WORK ITEM: Could you pick up the text below on breeding backyard chickens after its last sentence and keep going?

TEXT EXCERPT:
Chicken owners who collect and hatch eggs from their backyard breeder flocks may be divided into two camps: the so-called propagators or multipliers, who emphasize quantity, and the breeders, who emphasize quality.
Both groups hatch lots of chicks. To the propagator, the end goal is the large numbers of chicks. To the breeder, a large number of chicks is merely the means to an end — the more chicks you have, the more heavily you can cull (remove unlikely candidates from your breeder flock); the more heavily you cull, the better the genetic quality of your stock.
Breeding is therefore a long-term investment. The best breeders have been at it for decades.
Breeders look down on propagators because they know that leaving matings to chance gets you nowhere, genetically speaking. Indeed, if you mix chickens of several different breeds and let them mate freely, eventually their descendants will all start to look like the jungle fowl from which all our many chicken breeds were developed.
To strengthen your chosen breed’s desirable traits and maintain their quality, you need a well thought out breeding plan. Your plan should include these six steps:
- Begin with the best birds available.
- Establish a long-range goal.
- Make deliberate matings to meet that goal.
- Keep meticulous breeding records.
- Mark each chick so you can track its parentage.
- Remove from your breeder flock any bird that does not bring you closer to your goal.
Your breeding goal will depend on the quality of the stock you start with, compared with what you want. Select breeding stock based on two traits: individual superiority and good lineage. Avoid breeding a bird with poor ancestry, no matter how great it may look.
Once you decide on a long-range goal, break it down into a series of short-term goals that will help you periodically gauge your success. Set a quality line, and don’t breed any bird that falls below the line.

Photo-based referring expression data
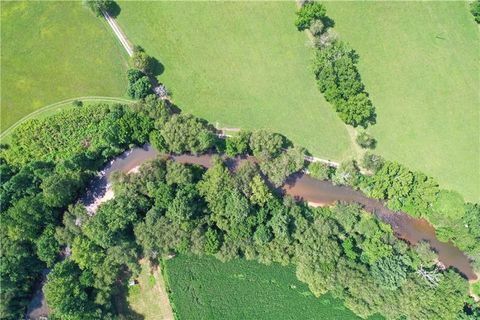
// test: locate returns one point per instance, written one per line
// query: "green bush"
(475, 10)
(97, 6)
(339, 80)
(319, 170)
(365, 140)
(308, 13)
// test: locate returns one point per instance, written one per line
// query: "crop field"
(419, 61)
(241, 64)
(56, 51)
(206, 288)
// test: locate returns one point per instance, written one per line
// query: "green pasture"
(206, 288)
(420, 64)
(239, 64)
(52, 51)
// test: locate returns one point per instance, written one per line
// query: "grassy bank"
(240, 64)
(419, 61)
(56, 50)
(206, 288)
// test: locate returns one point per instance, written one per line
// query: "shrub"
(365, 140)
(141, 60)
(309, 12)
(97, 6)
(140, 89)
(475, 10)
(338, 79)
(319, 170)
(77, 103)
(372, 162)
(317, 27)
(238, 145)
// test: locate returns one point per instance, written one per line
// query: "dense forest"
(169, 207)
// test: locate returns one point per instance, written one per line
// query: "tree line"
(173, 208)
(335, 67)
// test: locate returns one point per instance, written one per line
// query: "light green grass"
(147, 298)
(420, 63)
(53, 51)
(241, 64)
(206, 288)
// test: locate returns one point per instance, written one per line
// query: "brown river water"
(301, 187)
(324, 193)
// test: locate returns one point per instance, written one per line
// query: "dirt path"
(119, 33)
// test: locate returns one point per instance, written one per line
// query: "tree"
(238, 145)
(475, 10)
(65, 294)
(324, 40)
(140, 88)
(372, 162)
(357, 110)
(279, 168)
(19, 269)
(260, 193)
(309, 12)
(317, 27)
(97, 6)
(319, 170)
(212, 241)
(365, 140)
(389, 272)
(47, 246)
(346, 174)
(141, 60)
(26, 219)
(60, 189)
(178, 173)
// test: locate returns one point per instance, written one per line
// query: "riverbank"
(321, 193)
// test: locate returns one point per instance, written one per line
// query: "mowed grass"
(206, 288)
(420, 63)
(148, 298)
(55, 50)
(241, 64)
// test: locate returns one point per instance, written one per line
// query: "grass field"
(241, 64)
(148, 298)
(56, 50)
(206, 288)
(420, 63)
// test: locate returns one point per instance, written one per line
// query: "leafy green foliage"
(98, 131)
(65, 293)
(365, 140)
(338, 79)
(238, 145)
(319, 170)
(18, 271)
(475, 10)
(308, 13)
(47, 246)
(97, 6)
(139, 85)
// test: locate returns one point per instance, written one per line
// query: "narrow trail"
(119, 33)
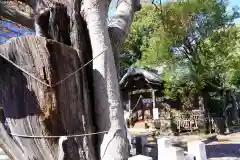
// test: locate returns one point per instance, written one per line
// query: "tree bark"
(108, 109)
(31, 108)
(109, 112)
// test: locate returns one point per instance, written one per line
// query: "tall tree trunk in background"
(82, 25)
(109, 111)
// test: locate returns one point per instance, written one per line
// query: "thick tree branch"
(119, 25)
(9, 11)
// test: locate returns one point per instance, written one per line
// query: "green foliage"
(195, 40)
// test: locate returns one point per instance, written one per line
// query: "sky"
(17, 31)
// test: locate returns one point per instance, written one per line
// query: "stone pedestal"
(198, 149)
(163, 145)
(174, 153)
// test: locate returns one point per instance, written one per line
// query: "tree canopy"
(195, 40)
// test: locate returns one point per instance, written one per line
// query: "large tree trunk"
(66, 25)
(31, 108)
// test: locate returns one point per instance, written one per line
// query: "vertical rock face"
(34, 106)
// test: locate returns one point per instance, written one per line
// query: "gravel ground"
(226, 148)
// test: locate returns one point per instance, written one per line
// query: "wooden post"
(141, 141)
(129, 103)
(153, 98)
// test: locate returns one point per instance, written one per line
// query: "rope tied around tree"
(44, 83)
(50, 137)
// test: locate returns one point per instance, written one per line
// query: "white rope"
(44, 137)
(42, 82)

RESPONSE AREA:
Each year, raise your quality line a little higher. Concentrate your efforts on improving one trait at a time but not to the exclusion of others. You’ll reach a dead end, for example, if you concentrate solely on improving appearance to the exclusion of reproductive ability.
The Livestock Breeds Conservancy has developed this helpful series on “Chicken Assessment for Improving Productivity”: Selecting for Egg Production, Selecting for Meat Qualities, Ongoing Assessment of Breeding Stock.
The most successful breeders specialize in one breed and one or only a few varieties within that breed. Each breed offers so much to learn about genetics that concentrating your efforts will increase your chance of success. After spending several years mastering one breed or variety, you may feel ready for the challenge of taking on a new breed or an additional variety within your chosen breed.
Breeding chickens requires careful planning and a passionate commitment. But if not for the efforts of dedicated backyard chicken breeders, some of our treasured heritage chicken breeds might be extinct today.
And that’s today’s news from the Cackle Coop.